Region pointing data:
···
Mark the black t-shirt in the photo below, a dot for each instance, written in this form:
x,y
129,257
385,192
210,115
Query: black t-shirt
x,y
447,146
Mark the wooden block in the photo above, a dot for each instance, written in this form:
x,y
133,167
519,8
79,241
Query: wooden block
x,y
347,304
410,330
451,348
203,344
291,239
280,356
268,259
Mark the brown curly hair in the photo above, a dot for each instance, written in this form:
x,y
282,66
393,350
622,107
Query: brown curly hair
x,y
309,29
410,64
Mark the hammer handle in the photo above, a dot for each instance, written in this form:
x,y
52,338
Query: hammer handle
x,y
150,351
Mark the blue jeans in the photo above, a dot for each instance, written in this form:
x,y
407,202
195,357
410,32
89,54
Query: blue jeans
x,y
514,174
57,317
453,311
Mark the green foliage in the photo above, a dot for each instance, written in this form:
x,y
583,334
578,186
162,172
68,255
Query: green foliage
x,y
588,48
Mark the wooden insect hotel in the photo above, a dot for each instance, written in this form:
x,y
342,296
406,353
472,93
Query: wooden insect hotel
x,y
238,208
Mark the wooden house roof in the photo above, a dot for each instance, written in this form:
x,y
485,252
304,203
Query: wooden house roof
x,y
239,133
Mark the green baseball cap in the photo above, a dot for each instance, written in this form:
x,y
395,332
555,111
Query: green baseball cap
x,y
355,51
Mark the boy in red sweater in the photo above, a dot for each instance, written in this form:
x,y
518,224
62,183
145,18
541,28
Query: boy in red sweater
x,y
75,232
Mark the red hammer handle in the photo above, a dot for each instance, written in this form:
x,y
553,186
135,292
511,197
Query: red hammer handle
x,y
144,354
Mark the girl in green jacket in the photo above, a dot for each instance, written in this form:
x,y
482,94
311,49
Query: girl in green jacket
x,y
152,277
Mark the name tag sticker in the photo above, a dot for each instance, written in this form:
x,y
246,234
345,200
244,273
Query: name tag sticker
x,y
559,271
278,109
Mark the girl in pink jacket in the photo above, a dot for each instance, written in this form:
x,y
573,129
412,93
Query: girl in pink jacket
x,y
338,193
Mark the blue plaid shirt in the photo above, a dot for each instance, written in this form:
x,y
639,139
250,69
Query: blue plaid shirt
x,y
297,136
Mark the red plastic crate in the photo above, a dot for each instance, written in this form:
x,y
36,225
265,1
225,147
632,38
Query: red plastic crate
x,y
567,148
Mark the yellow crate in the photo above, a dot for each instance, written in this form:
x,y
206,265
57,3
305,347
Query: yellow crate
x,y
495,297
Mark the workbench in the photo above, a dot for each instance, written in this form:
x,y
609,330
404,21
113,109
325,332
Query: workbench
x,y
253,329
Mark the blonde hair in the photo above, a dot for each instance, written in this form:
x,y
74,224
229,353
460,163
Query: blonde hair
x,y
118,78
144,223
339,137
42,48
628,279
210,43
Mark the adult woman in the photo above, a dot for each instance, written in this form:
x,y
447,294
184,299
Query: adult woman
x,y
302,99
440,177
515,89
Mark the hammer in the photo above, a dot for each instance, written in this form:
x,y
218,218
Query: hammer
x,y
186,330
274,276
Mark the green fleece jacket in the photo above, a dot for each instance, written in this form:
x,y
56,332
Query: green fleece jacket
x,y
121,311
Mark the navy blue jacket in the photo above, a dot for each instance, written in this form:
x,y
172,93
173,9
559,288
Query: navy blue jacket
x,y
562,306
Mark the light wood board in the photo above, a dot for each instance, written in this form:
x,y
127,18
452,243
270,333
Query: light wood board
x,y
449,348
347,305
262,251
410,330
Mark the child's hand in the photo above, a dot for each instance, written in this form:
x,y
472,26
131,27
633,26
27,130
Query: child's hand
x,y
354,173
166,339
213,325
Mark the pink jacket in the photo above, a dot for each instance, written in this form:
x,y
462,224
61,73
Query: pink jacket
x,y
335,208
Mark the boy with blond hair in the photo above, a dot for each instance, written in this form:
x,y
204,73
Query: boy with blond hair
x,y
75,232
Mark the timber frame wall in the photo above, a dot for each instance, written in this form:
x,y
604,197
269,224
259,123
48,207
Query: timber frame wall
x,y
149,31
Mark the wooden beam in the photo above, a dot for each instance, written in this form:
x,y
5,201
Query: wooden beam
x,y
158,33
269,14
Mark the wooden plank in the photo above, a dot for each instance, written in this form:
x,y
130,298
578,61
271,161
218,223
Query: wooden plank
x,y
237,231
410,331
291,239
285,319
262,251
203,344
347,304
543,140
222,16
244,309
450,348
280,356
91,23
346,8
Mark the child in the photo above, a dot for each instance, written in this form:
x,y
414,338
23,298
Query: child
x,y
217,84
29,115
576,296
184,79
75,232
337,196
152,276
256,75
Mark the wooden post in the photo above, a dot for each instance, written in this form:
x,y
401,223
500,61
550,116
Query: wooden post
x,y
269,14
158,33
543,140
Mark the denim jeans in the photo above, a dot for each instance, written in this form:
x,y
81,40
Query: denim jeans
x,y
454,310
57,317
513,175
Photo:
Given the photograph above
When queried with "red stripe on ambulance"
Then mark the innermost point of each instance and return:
···
> Exercise brief
Return all the data above, unaltered and complete.

> Result
Mark the black t-shirt in the photo below, a dot for each instance, written in this form:
x,y
129,257
385,192
210,115
Query: black t-shirt
x,y
447,146
Mark the wooden block in the photo above, a dot for each instance, written in this form:
x,y
133,167
519,8
79,241
Query: wooden block
x,y
347,304
410,330
451,348
203,344
291,239
280,356
268,259
Mark the brown curly hair in the photo above, a dot for each instance, written in this form:
x,y
282,66
393,350
622,107
Query: brown curly hair
x,y
309,29
410,64
Mark the hammer handle in the photo above, a dot for each instance, written in this form:
x,y
52,338
Query: hammer handle
x,y
150,351
Mark the blue jeans in the photo above, a dot for each instance, written in this form:
x,y
407,202
195,357
410,32
89,54
Query: blue jeans
x,y
514,174
57,317
453,311
Mark the green foliage in the photo above, a dot for each instance, written in this form:
x,y
583,334
578,186
162,172
68,255
Query: green foliage
x,y
588,48
Mark the wooden insect hotel in the photo above, a dot for each instance, written in this form:
x,y
342,296
406,353
472,93
Query: wooden insect hotel
x,y
238,208
Mark the wooden house roof in the photo above, a dot for each instance, written in this form:
x,y
485,252
304,203
Query: wooden house roof
x,y
239,133
Mark the green baseball cap in the photo above, a dot for each instance, written in this form:
x,y
395,332
555,111
Query: green baseball cap
x,y
355,51
Mark the boy in red sweater in the photo above, a dot for each instance, written in this form:
x,y
518,224
62,183
145,18
541,28
Query: boy in red sweater
x,y
75,232
Mark the red hammer handle in the photo above, a dot for each instance, written in this form:
x,y
553,186
135,292
511,197
Query: red hammer handle
x,y
144,354
Mark the girl in green jacket in the photo above, a dot for each instance, written in this form:
x,y
482,94
311,49
Query: girl in green jacket
x,y
152,277
Mark the name tag sticker in the photo above, a dot for each instance, written in this form:
x,y
246,234
345,200
244,273
Query: name tag sticker
x,y
559,271
278,109
Mark the girl in pink jacket in the photo above, a dot for each instance, written in this form:
x,y
573,129
412,93
Query: girl in pink jacket
x,y
338,193
Mark the blue plaid shirt in the photo above, a dot for each instance, written in this form:
x,y
639,139
250,69
Query: blue plaid shirt
x,y
297,136
Mark the red plastic crate in the photo above, a dot for each instance, written in this form:
x,y
36,225
265,1
225,147
632,38
Query: red plastic crate
x,y
567,148
Mark the yellow crate in the photo above, a dot for each instance, written in this form:
x,y
206,265
57,3
305,347
Query: yellow crate
x,y
495,297
Mark the workbench in the photo above, a dot for each instance, written in this form:
x,y
609,330
404,21
113,109
325,332
Query: workbench
x,y
253,329
Mark the blonde hair in the photo above, a dot for each instance, written in this form:
x,y
74,224
229,353
460,163
Query: blonde hair
x,y
118,78
144,223
339,137
42,48
628,279
210,43
Mark the adult woman in the photo above, a dot for each instance, written in this form:
x,y
447,294
184,299
Query: adult woman
x,y
302,99
440,177
515,89
Mark the hammer in the photo above, a dot for each instance, written in this form:
x,y
218,218
Query: hammer
x,y
186,330
274,276
Mark the green fleece jacket in the photo above, a dot for each instance, written in this form:
x,y
56,332
Query: green fleece jacket
x,y
121,311
Mark the navy blue jacket in the photo above, a dot for each instance, written in this form:
x,y
172,93
173,9
559,288
Query: navy blue jacket
x,y
562,306
Mark the light wood board in the photo above, a dot for each instance, written in this form:
x,y
127,18
452,243
270,333
Query: light wood board
x,y
449,348
347,305
262,251
410,330
Mark the child's hand in the photo above, a dot for each instance, written in this form:
x,y
472,26
131,27
633,26
27,130
Query: child's hand
x,y
354,173
166,339
213,325
Mark the pink jacket in the photo above, a dot for each instance, written in this form:
x,y
462,224
61,73
Query: pink jacket
x,y
335,208
Mark the boy with blond hair in the photo above, a dot for each instance, written in this form:
x,y
204,73
Query: boy with blond hair
x,y
75,232
Mark the timber frame wall in the photo above, a dot for each instance, written in this form:
x,y
604,197
269,224
259,123
48,207
Query: timber frame wall
x,y
149,31
Mark the wooden beam in the photo above, a dot for each instance, written in this form:
x,y
5,201
Query: wooden beam
x,y
158,33
269,14
Mark the wooden plank in the photo above, a dot for each instance, written in this form:
x,y
130,298
578,61
271,161
218,223
Query: wooden plank
x,y
237,231
410,331
291,239
285,319
262,251
203,344
347,304
543,140
222,16
244,309
450,348
280,356
91,23
346,8
Mark the child in the photo above, a dot for each instance, written in this form:
x,y
414,338
23,298
Query: child
x,y
217,84
29,115
576,296
184,79
75,232
337,196
152,276
256,75
Mark the wooden post in the photo above, a dot for each instance, written in this form:
x,y
401,223
500,61
550,116
Query: wooden post
x,y
269,14
158,33
543,140
Mark the denim jeans in the photo above, a dot for each instance, written in this form:
x,y
81,40
Query: denim jeans
x,y
454,310
57,317
513,175
Photo:
Given the photograph above
When queried with "red stripe on ambulance"
Then mark the innermost point of each instance and return:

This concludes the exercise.